== What this task involves ==
Search the records below for the line containing "k so looking at the picture above, point out the outdoor". Output that line and all later lines exactly; output nothing else.

▽

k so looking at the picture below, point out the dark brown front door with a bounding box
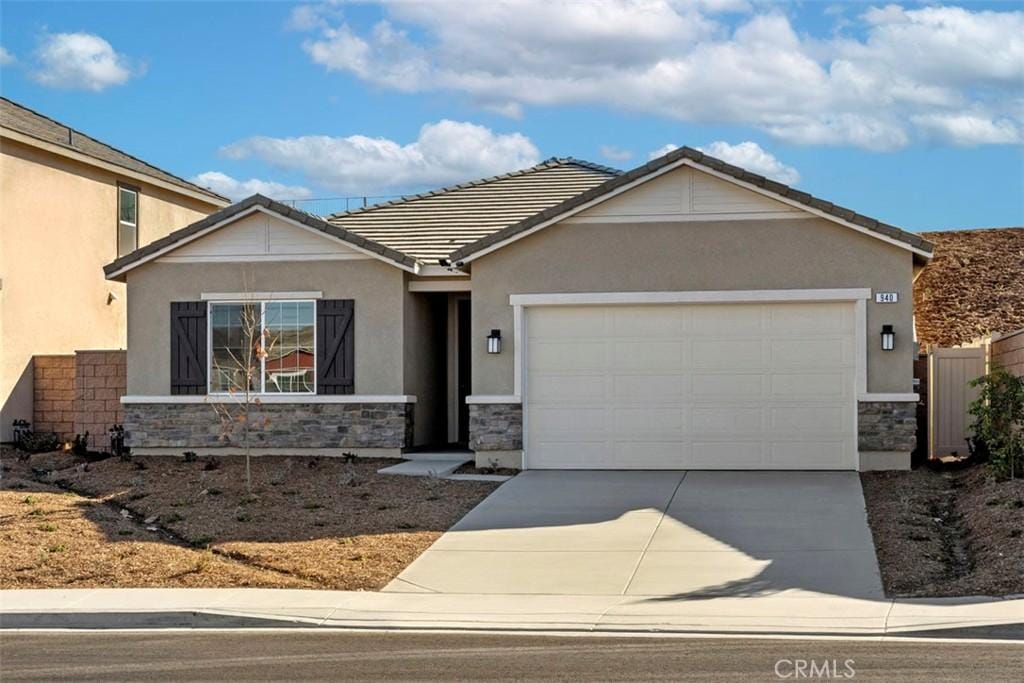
[457,298,471,445]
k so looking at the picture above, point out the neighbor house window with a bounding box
[209,300,315,394]
[117,184,138,257]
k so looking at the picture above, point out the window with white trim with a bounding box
[117,184,138,257]
[209,300,315,394]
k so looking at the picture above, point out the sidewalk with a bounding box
[2,589,1022,639]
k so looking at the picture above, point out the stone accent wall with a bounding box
[992,329,1024,377]
[469,403,522,451]
[124,402,414,450]
[32,355,76,439]
[74,350,127,449]
[858,401,917,452]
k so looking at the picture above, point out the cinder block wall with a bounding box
[31,350,126,447]
[32,355,76,439]
[992,329,1024,377]
[74,350,127,448]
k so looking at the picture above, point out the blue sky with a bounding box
[1,1,1021,232]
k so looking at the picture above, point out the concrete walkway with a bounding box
[3,588,1023,639]
[386,471,884,599]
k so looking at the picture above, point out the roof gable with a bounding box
[447,146,933,264]
[104,195,418,280]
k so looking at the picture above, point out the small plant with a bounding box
[37,523,57,532]
[207,487,223,496]
[47,544,67,553]
[182,451,198,463]
[22,495,37,505]
[969,364,1024,479]
[162,513,185,524]
[190,535,214,548]
[71,432,91,456]
[17,430,61,454]
[302,502,323,510]
[117,529,133,536]
[235,512,252,522]
[28,508,45,517]
[239,493,259,505]
[203,457,221,471]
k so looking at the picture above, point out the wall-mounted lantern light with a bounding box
[487,329,502,354]
[881,324,895,351]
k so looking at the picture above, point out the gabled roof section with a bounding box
[914,227,1024,349]
[1,97,228,204]
[327,158,620,262]
[104,195,419,281]
[448,146,934,264]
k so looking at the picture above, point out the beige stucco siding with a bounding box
[470,216,915,395]
[124,260,406,396]
[0,138,216,440]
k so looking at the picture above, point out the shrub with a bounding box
[17,431,61,454]
[969,365,1024,479]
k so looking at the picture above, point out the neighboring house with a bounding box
[0,98,229,441]
[913,227,1024,350]
[105,148,933,471]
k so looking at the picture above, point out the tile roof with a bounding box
[327,158,620,262]
[1,97,228,203]
[104,195,417,279]
[913,227,1024,349]
[448,146,933,263]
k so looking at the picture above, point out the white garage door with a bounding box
[525,302,857,470]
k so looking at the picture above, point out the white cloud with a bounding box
[32,32,137,91]
[296,2,1024,150]
[599,145,633,162]
[697,141,801,184]
[219,120,540,194]
[0,46,15,66]
[648,143,679,160]
[191,172,313,201]
[911,113,1022,147]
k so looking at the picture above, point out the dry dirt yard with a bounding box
[861,465,1023,597]
[0,447,499,590]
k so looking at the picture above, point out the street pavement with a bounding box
[2,631,1021,681]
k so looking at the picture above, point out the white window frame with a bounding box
[117,184,139,257]
[207,299,317,396]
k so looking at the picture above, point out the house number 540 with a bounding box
[875,292,899,303]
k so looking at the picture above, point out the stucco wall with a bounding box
[0,138,217,441]
[470,216,915,395]
[124,259,406,396]
[403,284,447,446]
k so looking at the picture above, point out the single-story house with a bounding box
[913,227,1024,350]
[104,147,933,471]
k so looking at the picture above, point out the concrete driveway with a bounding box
[386,471,885,599]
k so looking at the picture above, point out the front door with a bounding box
[457,298,471,445]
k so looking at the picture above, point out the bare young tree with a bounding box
[209,280,278,494]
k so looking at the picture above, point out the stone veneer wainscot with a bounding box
[858,400,917,452]
[468,403,523,451]
[124,401,413,450]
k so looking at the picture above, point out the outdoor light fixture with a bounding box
[881,324,895,351]
[487,329,502,354]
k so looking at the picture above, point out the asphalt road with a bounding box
[1,631,1021,681]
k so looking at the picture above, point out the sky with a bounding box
[0,0,1021,232]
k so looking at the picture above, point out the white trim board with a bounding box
[456,157,931,264]
[859,393,920,402]
[563,211,815,224]
[105,205,419,280]
[465,395,521,404]
[122,395,417,404]
[201,291,323,301]
[509,288,872,307]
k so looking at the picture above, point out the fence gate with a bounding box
[928,347,986,458]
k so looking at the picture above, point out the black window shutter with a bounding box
[317,300,355,394]
[170,302,207,395]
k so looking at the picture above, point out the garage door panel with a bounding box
[692,373,765,398]
[770,339,846,367]
[612,407,687,433]
[692,339,762,368]
[530,340,607,371]
[525,302,858,470]
[611,307,687,337]
[612,374,687,400]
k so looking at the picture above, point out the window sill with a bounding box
[121,395,417,404]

△

== Final answer ==
k so looking at the picture above, point out the outdoor light fixture with a bounding box
[881,324,895,351]
[487,329,502,354]
k so looking at the picture above, point out the asphalt road with a bounding box
[1,631,1021,681]
k so looking at the picture above, point out the sky with a bounding box
[0,0,1021,232]
k so looking at the picture above, point out the white trim board with a bounding box
[456,157,931,264]
[859,393,920,402]
[563,211,815,224]
[105,205,419,280]
[465,395,521,404]
[122,395,417,404]
[201,291,323,301]
[509,288,872,307]
k so looking at the picture above, point out the fence gate with a bounding box
[928,347,986,458]
k so looking at the picture above, point out the black window shutter with a bounding box
[317,300,355,394]
[170,302,207,395]
k so looking at the picture above, point out the garage door panel with a bounding box
[692,373,765,398]
[770,339,846,367]
[612,407,687,433]
[692,339,762,368]
[530,340,607,371]
[525,302,858,470]
[611,307,687,337]
[612,374,687,400]
k so looking at the picture above, point out the window sill with a bounding box
[121,395,417,404]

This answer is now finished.